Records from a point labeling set
+++++

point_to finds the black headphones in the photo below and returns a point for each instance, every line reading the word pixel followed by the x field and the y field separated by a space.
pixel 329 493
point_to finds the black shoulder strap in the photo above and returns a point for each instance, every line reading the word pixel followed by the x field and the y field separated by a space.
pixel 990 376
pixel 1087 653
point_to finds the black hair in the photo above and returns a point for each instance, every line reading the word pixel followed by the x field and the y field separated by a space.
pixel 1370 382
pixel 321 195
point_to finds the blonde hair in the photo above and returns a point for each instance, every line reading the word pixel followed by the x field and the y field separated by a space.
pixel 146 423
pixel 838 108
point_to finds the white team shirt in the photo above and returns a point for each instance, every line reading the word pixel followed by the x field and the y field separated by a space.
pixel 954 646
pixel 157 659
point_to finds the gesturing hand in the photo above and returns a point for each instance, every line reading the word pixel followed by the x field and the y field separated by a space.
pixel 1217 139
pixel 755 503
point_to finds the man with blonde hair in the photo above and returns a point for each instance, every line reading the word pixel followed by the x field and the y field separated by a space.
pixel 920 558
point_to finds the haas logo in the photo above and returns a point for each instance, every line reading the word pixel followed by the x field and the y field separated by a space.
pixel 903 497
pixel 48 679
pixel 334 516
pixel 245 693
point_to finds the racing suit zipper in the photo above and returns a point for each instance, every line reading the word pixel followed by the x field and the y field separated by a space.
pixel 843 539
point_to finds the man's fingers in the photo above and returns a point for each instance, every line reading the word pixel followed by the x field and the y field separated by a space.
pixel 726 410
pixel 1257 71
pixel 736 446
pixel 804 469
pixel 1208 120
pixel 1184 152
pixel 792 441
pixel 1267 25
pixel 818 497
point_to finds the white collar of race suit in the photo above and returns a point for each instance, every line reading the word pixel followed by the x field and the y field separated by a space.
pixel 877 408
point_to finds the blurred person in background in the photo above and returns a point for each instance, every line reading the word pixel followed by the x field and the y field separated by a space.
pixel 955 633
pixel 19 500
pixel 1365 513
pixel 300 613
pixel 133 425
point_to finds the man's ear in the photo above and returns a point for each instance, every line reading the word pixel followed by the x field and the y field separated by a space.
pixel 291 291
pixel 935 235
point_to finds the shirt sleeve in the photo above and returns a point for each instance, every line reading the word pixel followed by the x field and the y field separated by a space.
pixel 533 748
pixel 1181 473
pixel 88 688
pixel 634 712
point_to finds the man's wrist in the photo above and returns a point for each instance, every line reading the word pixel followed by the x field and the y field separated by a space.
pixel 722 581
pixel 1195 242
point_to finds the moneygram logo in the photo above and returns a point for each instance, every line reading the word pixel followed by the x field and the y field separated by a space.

+++++

Aim
Return the listing above in its exact form.

Exercise solution
point_to finds the black headphones in the photo below and returns a point for each instance, every line reading the word pixel followed by the x field and the y field separated by a space.
pixel 329 493
point_to finds the black shoulder strap in the photo above and returns a point for each instance, every line reading the word pixel followed by the x field and the y field separated by a space.
pixel 990 376
pixel 1087 653
point_to finds the black hair in the photo above and returns a point for each instance, every line reading the word pixel followed by the x field and the y field separated by a space.
pixel 1370 382
pixel 321 195
point_to finds the blonde hair in the photo above and returns a point for each instance, every line reading the word pixel followed by the x field and the y field separated by a space.
pixel 146 423
pixel 838 108
point_to finds the white team shirt in the photo above and returns a point for each instance, every line reading the word pixel followed by the x field and the y field separated by a space.
pixel 954 646
pixel 157 659
point_to finds the gesturing hand in the photo above and returns a point for each instance, every line reading the word pixel followed by the x field and the y field separated by a space.
pixel 1217 139
pixel 755 503
point_to finds the man with blonde hair in the photo above and returns a point for each instance, every line reading the word pixel followed by the x field and the y field separated by a space.
pixel 920 558
point_to finds the haas logo in the photo above and returns a point for each instance, every line reading the word pixel followed by the x field and the y field separated by a space.
pixel 903 497
pixel 48 679
pixel 334 516
pixel 245 693
point_to finds the racing suit zipper in the photo above and returns a point for each instance, every line reading the word pixel followed by the x field and the y field separated by a space.
pixel 843 539
point_to finds the man's fingers in the photo above and returns a point for each instance, every line reading the word pixel followed by the x field and the y field separated by a space.
pixel 726 410
pixel 1257 71
pixel 736 446
pixel 804 469
pixel 1208 120
pixel 1184 152
pixel 792 441
pixel 1267 25
pixel 818 497
point_to finds the white collar of race suit in the photo above and returns a point for each instance, every line reading the word pixel followed by the x field and the y field separated by a space.
pixel 877 408
point_to finds the blurred person in background in the photo above and returns a point for each instance, every line reading the word pixel followed by the x field and the y field separated by a space.
pixel 955 633
pixel 19 500
pixel 1365 513
pixel 300 613
pixel 133 425
point_to finds the man's ear in the photo above and returns a point for each instance, every line reading the word pixel followed by the x field and the y field separated by a space.
pixel 291 291
pixel 935 235
point_to finds the shirt sleeve in the photo above and returns a point for each instance, every line reading the word pixel followed by the x field and the y field separated by a space.
pixel 533 748
pixel 1181 473
pixel 88 688
pixel 634 712
point_to finds the man's wrist in the photo above and returns a point for each instance, every line reading the word pixel followed by the x field and the y field separated by a space.
pixel 722 581
pixel 1195 242
point_to finds the moneygram logo in the photo above and returns a point for each instance, every line reading the word pixel followed by the x field and the y field separated by a space.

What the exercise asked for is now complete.